Look below for the line that contains "In this photo, where can the green", then quote it and all the lines after it, exactly, with the pictures left out.

(Referring expression pointing data)
== == ==

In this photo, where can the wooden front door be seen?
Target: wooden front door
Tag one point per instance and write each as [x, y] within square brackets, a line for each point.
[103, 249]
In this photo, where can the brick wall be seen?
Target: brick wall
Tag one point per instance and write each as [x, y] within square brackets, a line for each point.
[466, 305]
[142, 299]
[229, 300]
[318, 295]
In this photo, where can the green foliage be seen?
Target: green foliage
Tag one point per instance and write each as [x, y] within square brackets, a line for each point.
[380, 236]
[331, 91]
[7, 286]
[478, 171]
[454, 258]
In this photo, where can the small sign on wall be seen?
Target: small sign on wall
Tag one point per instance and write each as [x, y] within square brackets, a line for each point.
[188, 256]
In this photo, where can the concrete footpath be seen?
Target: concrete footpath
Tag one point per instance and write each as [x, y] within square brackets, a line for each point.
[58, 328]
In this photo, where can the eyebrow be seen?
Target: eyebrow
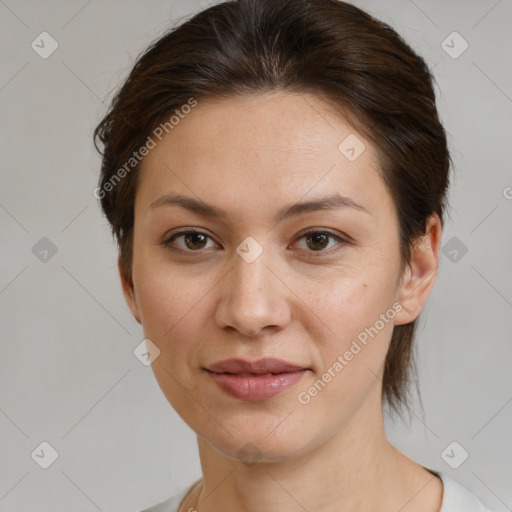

== == ==

# [Answer for the task]
In this photo, where can the green foliage be seen?
Target: green foliage
Tag one point per instance and write each as [x, y] within square brackets, a line for each point.
[380, 236]
[331, 91]
[7, 286]
[478, 171]
[454, 258]
In this photo, where can the small sign on wall be seen?
Target: small sign on wall
Tag one point per instance and write each as [x, y] within square brackets, a line for each point.
[188, 256]
In this photo, where can the concrete footpath be seen?
Target: concrete footpath
Tag one point per instance and write each as [x, y] within square brackets, a line for each point.
[58, 328]
In this photo, where can the eyebrow be seen?
Target: eyebrow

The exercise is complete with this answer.